(Stored data)

>>>

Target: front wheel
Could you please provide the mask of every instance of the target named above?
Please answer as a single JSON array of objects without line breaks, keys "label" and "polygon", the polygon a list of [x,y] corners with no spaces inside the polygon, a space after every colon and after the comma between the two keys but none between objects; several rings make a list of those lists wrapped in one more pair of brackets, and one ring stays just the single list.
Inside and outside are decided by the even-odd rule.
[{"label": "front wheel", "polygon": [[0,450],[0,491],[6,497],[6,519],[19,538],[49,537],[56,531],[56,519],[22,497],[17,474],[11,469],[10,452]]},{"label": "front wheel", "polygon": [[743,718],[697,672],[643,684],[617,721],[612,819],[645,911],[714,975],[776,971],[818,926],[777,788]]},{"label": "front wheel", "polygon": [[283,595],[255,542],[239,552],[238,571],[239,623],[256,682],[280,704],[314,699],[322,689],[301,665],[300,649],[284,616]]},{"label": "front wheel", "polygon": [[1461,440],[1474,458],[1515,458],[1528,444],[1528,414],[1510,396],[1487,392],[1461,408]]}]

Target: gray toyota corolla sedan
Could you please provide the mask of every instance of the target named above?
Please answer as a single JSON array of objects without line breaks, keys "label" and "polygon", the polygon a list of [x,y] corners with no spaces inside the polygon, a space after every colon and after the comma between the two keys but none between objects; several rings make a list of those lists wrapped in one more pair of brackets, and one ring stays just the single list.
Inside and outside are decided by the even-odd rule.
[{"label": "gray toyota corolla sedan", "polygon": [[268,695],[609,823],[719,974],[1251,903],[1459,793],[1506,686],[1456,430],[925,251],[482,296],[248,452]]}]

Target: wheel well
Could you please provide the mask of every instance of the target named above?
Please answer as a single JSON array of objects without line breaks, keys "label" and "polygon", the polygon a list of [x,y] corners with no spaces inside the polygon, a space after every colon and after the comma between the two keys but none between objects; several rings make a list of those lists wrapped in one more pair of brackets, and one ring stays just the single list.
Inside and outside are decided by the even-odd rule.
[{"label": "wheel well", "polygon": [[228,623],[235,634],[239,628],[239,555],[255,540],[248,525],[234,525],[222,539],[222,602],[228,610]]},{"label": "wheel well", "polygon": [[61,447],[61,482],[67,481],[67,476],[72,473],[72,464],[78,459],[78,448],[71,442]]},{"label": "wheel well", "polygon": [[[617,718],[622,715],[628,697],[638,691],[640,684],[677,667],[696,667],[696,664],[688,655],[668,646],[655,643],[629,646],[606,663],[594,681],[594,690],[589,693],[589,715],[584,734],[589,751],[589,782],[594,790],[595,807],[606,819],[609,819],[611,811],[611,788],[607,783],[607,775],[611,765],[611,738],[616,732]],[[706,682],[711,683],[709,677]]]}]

<<<

__Exercise description__. From the first line to the last, set down every record exactly as written above.

__Result below__.
Target: front wheel
Could you please provide the mask of every instance of the target named above?
Please answer as a single JSON array of objects without line breaks, keys "label" and "polygon", the polygon a list of [x,y] corners with no spaces inside the polygon, a space after every colon and after the comma between the two keys but none between objects; several rings make a list of those lists wrapped in one more pair of brackets, and one ring stays just the single list.
Inside and outside are decided by the even-odd rule.
[{"label": "front wheel", "polygon": [[0,450],[0,491],[6,497],[6,519],[19,538],[49,537],[56,531],[56,519],[22,497],[17,474],[11,469],[10,452]]},{"label": "front wheel", "polygon": [[743,718],[697,672],[643,684],[617,721],[612,819],[645,911],[714,975],[776,971],[818,926],[777,788]]},{"label": "front wheel", "polygon": [[283,595],[255,542],[239,552],[238,571],[239,623],[256,682],[280,704],[314,699],[322,689],[301,665],[300,649],[284,616]]},{"label": "front wheel", "polygon": [[1461,440],[1474,458],[1515,458],[1528,444],[1528,414],[1510,396],[1487,392],[1461,408]]}]

Target: gray toyota corolla sedan
Could you please provide the mask of every instance of the target named above?
Please answer as a single JSON array of objects without line breaks, keys "label" and "polygon", the polygon a list of [x,y] corners with no spaces inside the polygon, a space after every colon and after the comma between the two keys but none between objects; several rings make a list of those lists wrapped in one more pair of brackets, and one ring stays just the single list.
Inside and outside are decided by the even-odd rule.
[{"label": "gray toyota corolla sedan", "polygon": [[268,695],[609,823],[719,974],[1251,903],[1459,793],[1506,686],[1456,430],[925,251],[482,296],[248,452]]}]

Target: wheel well
Could you please provide the mask of every instance of the target named above?
Please answer as a single JSON array of objects without line breaks, keys "label" and "polygon", the polygon a list of [x,y] corners with no spaces inside the polygon, a space after every colon and after the comma between the two keys but none between objects; several rings make a list of those lists wrapped in one more pair of brackets, and one ring stays just the single list.
Inside and outside are decided by the even-odd rule.
[{"label": "wheel well", "polygon": [[228,623],[235,634],[239,628],[239,555],[255,540],[248,525],[234,525],[222,539],[222,602],[228,610]]},{"label": "wheel well", "polygon": [[61,447],[61,482],[67,481],[67,476],[72,473],[72,464],[78,459],[78,448],[71,442]]},{"label": "wheel well", "polygon": [[[617,718],[622,715],[628,697],[638,691],[640,684],[677,667],[696,667],[696,664],[688,655],[668,646],[655,643],[629,646],[606,663],[594,681],[594,690],[589,693],[589,715],[584,734],[589,751],[589,782],[594,790],[595,807],[606,819],[609,819],[611,811],[611,788],[607,783],[607,775],[611,765],[611,738],[616,732]],[[706,682],[711,683],[709,677]]]}]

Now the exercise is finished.